SET EXERCISE: Please reproduce the items below word for word, leaving the pictures out of your answer.

SOURCE MATERIAL:
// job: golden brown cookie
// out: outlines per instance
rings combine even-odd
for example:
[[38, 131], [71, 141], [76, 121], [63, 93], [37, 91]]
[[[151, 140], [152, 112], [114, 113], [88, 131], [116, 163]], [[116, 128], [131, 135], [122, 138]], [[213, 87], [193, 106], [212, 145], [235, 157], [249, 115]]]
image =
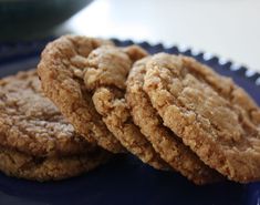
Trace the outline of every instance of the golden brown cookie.
[[131, 153], [155, 168], [165, 170], [168, 165], [155, 152], [152, 144], [133, 123], [127, 107], [125, 81], [133, 61], [146, 55], [138, 47], [121, 49], [100, 47], [89, 58], [84, 70], [84, 82], [93, 91], [93, 102], [107, 129]]
[[228, 178], [260, 180], [260, 110], [230, 79], [191, 58], [156, 54], [144, 90], [184, 143]]
[[198, 158], [183, 142], [166, 126], [157, 111], [152, 106], [147, 94], [143, 91], [146, 62], [150, 58], [137, 61], [127, 79], [126, 100], [131, 106], [135, 124], [153, 144], [162, 158], [174, 170], [196, 184], [206, 184], [219, 181], [220, 174], [211, 170]]
[[82, 154], [95, 148], [43, 95], [35, 70], [0, 80], [0, 146], [34, 156]]
[[[65, 35], [49, 43], [38, 65], [42, 89], [67, 121], [89, 142], [117, 153], [124, 148], [106, 129], [86, 91], [82, 71], [90, 52], [107, 41]], [[110, 44], [110, 42], [108, 42]]]
[[91, 171], [104, 164], [111, 154], [102, 148], [90, 153], [60, 157], [34, 157], [0, 147], [0, 171], [9, 176], [33, 181], [58, 181]]

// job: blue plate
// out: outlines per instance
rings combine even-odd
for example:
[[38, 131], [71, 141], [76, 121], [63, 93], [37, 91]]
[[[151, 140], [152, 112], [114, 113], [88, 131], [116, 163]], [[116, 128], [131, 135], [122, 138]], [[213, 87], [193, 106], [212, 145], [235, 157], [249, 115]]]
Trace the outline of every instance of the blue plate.
[[[0, 44], [0, 76], [35, 66], [41, 50], [51, 39], [38, 42]], [[118, 41], [128, 45], [132, 41]], [[209, 53], [195, 52], [177, 47], [139, 43], [150, 53], [160, 51], [193, 55], [212, 66], [217, 72], [231, 76], [260, 104], [260, 75], [243, 66], [218, 59]], [[38, 183], [17, 180], [0, 174], [0, 204], [2, 205], [259, 205], [260, 183], [241, 185], [222, 182], [196, 186], [177, 173], [159, 172], [141, 163], [129, 154], [117, 155], [108, 164], [85, 175], [62, 182]]]

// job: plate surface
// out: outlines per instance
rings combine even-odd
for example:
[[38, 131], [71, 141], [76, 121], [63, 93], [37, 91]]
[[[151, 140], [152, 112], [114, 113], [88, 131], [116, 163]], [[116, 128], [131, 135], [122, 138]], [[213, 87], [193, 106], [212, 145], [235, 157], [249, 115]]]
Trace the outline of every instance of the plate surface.
[[[37, 65], [40, 51], [46, 41], [0, 44], [0, 76]], [[117, 45], [132, 41], [115, 40]], [[193, 55], [231, 76], [260, 104], [260, 75], [243, 66], [218, 59], [209, 53], [177, 47], [139, 43], [150, 53], [168, 52]], [[0, 173], [0, 204], [2, 205], [257, 205], [260, 204], [260, 183], [241, 185], [222, 182], [195, 186], [177, 173], [155, 171], [136, 157], [125, 154], [85, 175], [62, 182], [38, 183], [8, 177]]]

OUTPUT FOR THIS TASK:
// job: golden brown cookie
// out: outlines per instance
rings combine even-odd
for example:
[[38, 131], [71, 141], [76, 121], [63, 93], [37, 91]]
[[[151, 140], [152, 112], [114, 113], [88, 131], [116, 163]], [[116, 128], [131, 135], [122, 138]], [[213, 87], [193, 106], [212, 145], [235, 157], [249, 115]]]
image =
Trace the outline of every instance of the golden brown cookie.
[[131, 153], [155, 168], [165, 170], [168, 165], [155, 152], [152, 144], [133, 123], [127, 107], [125, 81], [133, 61], [146, 55], [138, 47], [121, 49], [100, 47], [89, 58], [84, 70], [84, 82], [93, 91], [93, 102], [107, 129]]
[[228, 178], [260, 180], [260, 110], [230, 79], [191, 58], [156, 54], [144, 90], [184, 143]]
[[198, 158], [183, 142], [166, 126], [157, 111], [152, 106], [147, 94], [143, 91], [146, 62], [150, 58], [137, 61], [127, 79], [126, 100], [131, 106], [135, 124], [153, 144], [162, 158], [174, 170], [196, 184], [206, 184], [219, 181], [220, 174], [211, 170]]
[[82, 154], [95, 148], [43, 95], [35, 70], [0, 80], [0, 146], [34, 156]]
[[[65, 35], [49, 43], [38, 65], [42, 89], [67, 121], [89, 142], [117, 153], [124, 148], [106, 129], [86, 91], [82, 71], [90, 52], [107, 41]], [[110, 44], [110, 42], [108, 42]]]
[[91, 171], [104, 164], [111, 154], [102, 148], [90, 153], [60, 157], [34, 157], [0, 147], [0, 171], [9, 176], [33, 181], [58, 181]]

// job: blue plate
// out: outlines per instance
rings combine even-odd
for example:
[[38, 131], [71, 141], [76, 121], [63, 93], [37, 91]]
[[[151, 140], [152, 112], [114, 113], [88, 131], [116, 163]], [[116, 128], [131, 135], [122, 138]], [[213, 87], [193, 106], [212, 145], [235, 157], [249, 115]]]
Trace the outline of every instance of the blue plate.
[[[0, 44], [0, 76], [35, 66], [41, 50], [51, 39], [38, 42]], [[118, 41], [128, 45], [132, 41]], [[209, 53], [195, 52], [177, 47], [139, 43], [150, 53], [160, 51], [193, 55], [212, 66], [217, 72], [231, 76], [260, 104], [260, 75], [243, 66], [218, 59]], [[38, 183], [17, 180], [0, 174], [0, 204], [2, 205], [259, 205], [260, 183], [241, 185], [222, 182], [196, 186], [177, 173], [159, 172], [141, 163], [129, 154], [117, 155], [108, 164], [85, 175], [62, 182]]]

// job: plate surface
// out: outlines per instance
rings combine even-odd
for example:
[[38, 131], [71, 141], [76, 121], [63, 93], [37, 91]]
[[[151, 140], [152, 112], [114, 113], [88, 131], [116, 163]], [[116, 128], [131, 135], [122, 138]], [[213, 87], [193, 106], [212, 145], [235, 157], [249, 115]]]
Trace the outline of every instance of the plate surface.
[[[37, 65], [40, 51], [46, 41], [0, 44], [0, 76]], [[117, 45], [132, 41], [115, 40]], [[193, 55], [231, 76], [260, 104], [260, 75], [243, 66], [218, 59], [209, 53], [177, 47], [139, 43], [150, 53], [168, 52]], [[0, 173], [0, 204], [2, 205], [257, 205], [260, 204], [260, 183], [241, 185], [222, 182], [195, 186], [177, 173], [155, 171], [136, 157], [125, 154], [85, 175], [62, 182], [38, 183], [8, 177]]]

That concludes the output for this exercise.